PROBLEM: In the records below, please retype word for word every line from the one containing "Task: detect pink" through the final one, both included, and nothing else.

INPUT MATERIAL:
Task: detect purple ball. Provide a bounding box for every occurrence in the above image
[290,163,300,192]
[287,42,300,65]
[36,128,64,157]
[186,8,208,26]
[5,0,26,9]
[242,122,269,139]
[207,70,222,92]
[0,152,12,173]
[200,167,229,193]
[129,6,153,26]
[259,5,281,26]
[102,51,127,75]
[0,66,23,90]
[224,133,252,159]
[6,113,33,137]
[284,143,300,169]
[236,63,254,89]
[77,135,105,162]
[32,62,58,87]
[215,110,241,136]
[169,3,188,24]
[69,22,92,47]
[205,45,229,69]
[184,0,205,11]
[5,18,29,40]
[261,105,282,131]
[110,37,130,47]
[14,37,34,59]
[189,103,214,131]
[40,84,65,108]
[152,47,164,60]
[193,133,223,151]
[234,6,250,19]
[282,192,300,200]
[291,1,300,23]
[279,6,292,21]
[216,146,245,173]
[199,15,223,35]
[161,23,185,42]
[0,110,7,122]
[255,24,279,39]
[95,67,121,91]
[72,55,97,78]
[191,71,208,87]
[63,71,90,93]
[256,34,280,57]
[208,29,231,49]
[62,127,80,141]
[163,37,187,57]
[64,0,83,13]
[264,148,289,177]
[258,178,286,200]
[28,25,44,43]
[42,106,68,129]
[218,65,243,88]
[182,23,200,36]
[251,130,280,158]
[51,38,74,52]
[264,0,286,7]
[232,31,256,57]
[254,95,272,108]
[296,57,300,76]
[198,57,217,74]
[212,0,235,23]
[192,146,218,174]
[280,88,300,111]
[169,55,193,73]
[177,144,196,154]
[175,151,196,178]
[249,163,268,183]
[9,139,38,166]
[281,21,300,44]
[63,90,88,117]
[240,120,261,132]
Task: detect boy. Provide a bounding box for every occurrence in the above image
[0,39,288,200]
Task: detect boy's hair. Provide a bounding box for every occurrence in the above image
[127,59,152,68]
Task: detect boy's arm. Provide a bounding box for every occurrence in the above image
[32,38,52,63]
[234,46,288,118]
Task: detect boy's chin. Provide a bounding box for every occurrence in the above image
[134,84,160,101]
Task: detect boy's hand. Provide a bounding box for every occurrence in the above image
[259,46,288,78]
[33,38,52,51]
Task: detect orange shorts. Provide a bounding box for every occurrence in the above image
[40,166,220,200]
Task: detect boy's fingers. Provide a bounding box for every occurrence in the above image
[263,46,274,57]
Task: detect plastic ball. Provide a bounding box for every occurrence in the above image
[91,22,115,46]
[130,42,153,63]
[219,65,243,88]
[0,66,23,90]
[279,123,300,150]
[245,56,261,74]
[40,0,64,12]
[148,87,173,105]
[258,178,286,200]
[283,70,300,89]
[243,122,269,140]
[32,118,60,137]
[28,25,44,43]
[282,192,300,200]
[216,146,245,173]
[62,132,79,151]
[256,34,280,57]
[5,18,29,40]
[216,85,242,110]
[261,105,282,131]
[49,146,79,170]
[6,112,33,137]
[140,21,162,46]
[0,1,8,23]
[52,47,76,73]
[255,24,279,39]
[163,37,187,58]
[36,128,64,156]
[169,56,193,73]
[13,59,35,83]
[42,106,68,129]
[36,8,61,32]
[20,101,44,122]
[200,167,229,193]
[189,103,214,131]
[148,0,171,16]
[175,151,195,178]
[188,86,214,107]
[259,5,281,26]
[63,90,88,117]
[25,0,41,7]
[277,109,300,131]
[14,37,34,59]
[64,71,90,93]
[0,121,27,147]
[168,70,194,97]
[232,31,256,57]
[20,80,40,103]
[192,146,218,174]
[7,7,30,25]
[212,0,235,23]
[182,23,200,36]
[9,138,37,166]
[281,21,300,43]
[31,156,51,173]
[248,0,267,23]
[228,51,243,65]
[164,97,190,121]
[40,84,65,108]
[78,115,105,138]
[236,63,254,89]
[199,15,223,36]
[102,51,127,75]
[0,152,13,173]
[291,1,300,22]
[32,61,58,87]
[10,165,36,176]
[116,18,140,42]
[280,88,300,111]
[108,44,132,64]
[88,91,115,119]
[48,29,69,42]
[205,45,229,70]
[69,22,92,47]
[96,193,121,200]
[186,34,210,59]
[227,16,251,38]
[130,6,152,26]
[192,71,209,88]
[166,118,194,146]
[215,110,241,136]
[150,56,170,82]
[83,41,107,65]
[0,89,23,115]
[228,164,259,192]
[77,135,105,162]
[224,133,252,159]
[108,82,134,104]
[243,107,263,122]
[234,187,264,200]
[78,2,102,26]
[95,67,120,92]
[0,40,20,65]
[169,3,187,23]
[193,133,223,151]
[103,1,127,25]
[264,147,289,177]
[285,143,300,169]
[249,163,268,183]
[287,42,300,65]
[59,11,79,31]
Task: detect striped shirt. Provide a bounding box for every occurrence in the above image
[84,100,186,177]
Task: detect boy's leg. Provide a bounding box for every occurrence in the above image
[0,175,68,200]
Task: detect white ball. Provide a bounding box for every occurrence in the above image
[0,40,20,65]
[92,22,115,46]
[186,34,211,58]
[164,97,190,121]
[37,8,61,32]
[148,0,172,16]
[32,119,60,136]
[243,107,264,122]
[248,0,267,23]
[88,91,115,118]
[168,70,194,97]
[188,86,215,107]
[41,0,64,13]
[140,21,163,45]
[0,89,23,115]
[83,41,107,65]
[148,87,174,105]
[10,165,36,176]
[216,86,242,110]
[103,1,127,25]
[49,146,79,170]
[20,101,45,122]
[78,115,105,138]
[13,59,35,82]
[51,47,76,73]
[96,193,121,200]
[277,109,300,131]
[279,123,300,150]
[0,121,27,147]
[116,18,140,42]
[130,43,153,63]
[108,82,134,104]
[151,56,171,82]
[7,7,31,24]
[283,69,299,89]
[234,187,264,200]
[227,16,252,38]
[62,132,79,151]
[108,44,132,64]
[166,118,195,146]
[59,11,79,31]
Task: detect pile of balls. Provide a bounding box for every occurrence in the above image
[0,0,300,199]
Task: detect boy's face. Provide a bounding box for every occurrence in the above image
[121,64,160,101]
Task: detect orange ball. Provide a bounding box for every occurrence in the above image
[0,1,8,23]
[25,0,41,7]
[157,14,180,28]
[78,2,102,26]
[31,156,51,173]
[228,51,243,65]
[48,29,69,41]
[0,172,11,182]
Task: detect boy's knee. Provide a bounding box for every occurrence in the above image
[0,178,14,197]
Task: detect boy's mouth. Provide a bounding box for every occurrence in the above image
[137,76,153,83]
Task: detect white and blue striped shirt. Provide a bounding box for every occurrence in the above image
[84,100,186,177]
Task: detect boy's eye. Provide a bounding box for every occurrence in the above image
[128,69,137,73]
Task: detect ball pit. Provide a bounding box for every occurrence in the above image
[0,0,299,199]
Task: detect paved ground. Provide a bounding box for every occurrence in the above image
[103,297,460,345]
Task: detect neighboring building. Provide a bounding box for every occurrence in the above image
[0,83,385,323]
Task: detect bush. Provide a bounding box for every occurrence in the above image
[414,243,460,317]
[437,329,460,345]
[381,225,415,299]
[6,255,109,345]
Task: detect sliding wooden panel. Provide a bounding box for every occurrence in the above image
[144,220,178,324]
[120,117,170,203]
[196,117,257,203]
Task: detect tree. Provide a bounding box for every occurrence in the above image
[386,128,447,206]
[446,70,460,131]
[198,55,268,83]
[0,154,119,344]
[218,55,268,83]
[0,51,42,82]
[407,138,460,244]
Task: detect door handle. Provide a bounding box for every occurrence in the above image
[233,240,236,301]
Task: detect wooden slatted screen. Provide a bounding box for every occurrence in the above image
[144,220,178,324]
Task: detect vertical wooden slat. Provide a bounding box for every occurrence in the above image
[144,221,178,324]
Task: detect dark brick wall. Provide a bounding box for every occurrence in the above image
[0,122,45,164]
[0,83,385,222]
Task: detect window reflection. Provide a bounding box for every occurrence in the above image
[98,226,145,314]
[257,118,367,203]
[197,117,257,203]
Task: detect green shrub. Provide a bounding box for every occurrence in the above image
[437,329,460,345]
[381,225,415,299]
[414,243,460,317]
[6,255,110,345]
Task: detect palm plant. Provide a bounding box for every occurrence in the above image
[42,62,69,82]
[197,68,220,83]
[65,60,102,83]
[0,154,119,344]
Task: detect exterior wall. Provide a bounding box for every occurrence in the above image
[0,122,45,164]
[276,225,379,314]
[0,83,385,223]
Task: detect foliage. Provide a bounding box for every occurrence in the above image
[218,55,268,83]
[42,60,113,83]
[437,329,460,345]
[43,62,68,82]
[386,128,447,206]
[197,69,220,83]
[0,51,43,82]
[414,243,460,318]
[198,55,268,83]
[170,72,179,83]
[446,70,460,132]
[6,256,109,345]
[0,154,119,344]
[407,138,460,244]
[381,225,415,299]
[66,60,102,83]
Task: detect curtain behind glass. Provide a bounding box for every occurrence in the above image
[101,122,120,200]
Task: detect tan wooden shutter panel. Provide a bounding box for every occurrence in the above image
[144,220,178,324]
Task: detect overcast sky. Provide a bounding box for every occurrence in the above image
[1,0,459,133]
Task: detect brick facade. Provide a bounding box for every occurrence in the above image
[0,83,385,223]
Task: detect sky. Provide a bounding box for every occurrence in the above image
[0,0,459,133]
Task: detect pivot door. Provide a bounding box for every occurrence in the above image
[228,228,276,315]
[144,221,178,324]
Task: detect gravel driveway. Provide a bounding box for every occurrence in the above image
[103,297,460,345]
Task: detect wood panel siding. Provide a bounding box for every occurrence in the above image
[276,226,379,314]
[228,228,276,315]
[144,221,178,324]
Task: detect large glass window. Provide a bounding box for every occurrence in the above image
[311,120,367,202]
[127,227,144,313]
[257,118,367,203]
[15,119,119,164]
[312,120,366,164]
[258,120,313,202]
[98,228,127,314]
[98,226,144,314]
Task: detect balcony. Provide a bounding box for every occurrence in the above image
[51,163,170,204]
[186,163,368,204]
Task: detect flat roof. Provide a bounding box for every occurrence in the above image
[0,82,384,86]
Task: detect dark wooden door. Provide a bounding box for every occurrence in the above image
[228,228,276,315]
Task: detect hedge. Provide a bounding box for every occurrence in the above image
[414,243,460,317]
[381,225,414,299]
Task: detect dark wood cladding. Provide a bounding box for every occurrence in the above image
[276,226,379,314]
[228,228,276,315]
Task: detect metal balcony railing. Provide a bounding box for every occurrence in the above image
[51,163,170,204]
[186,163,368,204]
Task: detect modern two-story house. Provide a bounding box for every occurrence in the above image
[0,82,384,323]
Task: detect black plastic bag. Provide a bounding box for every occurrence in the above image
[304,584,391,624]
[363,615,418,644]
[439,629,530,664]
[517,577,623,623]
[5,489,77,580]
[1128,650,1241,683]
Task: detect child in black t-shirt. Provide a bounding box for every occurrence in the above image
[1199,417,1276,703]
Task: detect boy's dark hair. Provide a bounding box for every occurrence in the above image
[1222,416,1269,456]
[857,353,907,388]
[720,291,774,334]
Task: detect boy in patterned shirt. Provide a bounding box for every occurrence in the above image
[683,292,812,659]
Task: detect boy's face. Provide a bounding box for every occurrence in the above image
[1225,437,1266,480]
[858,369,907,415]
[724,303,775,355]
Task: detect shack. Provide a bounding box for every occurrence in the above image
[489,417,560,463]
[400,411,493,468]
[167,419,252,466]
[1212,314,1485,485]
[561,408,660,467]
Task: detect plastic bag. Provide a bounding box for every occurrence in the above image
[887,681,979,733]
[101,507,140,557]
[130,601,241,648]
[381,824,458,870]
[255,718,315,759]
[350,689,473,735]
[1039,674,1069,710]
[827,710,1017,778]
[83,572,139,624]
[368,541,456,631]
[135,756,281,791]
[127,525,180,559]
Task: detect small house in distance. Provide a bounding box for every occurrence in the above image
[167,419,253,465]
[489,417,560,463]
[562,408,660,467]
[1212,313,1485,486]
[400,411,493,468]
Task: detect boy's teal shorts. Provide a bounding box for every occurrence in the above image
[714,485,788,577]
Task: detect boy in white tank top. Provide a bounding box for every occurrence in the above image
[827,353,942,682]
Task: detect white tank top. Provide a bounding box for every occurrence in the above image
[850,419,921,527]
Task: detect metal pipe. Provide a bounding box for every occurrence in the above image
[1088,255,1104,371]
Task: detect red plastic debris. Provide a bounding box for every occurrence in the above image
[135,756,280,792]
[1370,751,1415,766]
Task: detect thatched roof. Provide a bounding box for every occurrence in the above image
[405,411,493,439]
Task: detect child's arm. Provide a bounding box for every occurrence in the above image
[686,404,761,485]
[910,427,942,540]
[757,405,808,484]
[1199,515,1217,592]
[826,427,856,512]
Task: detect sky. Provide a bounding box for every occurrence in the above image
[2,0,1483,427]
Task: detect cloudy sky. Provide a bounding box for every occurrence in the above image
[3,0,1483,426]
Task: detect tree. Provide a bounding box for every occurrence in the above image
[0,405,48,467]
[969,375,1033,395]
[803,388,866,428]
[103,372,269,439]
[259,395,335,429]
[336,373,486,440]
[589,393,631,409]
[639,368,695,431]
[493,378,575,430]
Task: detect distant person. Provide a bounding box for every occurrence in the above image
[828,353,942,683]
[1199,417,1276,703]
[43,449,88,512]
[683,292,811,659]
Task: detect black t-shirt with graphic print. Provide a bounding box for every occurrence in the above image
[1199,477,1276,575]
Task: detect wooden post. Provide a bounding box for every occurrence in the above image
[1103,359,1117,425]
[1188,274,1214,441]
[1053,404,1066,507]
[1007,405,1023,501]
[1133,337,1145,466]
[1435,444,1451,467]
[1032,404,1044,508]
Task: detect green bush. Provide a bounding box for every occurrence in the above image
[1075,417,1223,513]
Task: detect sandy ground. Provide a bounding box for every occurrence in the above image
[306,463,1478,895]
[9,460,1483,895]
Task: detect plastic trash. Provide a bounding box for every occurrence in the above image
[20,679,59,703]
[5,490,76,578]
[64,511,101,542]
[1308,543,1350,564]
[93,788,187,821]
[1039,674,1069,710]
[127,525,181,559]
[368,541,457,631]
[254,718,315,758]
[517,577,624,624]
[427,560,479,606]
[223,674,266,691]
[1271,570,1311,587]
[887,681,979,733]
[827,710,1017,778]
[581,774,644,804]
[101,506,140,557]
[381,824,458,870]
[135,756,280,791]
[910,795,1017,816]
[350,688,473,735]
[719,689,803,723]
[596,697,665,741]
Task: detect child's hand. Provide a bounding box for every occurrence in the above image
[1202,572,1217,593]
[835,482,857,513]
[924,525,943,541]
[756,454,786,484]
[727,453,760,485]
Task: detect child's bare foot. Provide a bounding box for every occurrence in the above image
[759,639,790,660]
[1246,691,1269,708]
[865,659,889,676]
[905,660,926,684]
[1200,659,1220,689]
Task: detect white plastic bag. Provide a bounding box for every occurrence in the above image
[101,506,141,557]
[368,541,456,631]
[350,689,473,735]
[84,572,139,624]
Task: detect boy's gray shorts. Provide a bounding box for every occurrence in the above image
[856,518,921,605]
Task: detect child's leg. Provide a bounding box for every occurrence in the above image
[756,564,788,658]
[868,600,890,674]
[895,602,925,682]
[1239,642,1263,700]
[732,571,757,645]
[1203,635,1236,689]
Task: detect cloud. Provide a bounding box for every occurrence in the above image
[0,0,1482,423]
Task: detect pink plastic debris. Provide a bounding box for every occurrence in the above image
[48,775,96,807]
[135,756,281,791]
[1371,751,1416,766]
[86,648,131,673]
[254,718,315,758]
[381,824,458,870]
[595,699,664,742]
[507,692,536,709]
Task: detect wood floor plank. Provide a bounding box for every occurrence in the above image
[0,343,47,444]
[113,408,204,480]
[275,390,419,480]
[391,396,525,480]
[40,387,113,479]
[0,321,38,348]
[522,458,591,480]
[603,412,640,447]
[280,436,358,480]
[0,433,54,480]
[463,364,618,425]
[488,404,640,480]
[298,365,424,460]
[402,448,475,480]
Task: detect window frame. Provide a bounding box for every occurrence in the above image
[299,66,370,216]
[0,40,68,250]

REPLY:
Task: detect pink plastic debris. Provide a bounding box for every occurrence in the above image
[48,775,96,807]
[135,756,281,791]
[1371,751,1416,766]
[86,648,131,673]
[254,718,315,758]
[381,824,458,870]
[595,699,664,742]
[507,692,536,709]
Task: detect wood floor plank. Provide a bounding box for every occurrence in the above image
[0,343,47,444]
[113,408,204,480]
[275,390,419,480]
[391,396,525,480]
[40,387,113,479]
[0,321,38,348]
[522,458,591,480]
[603,412,640,447]
[280,436,358,480]
[0,433,54,480]
[463,364,618,425]
[488,404,640,480]
[298,365,424,460]
[402,448,475,480]
Task: detect window frame. Provide a bounding box for every occurrence in the above image
[299,66,370,216]
[0,40,68,250]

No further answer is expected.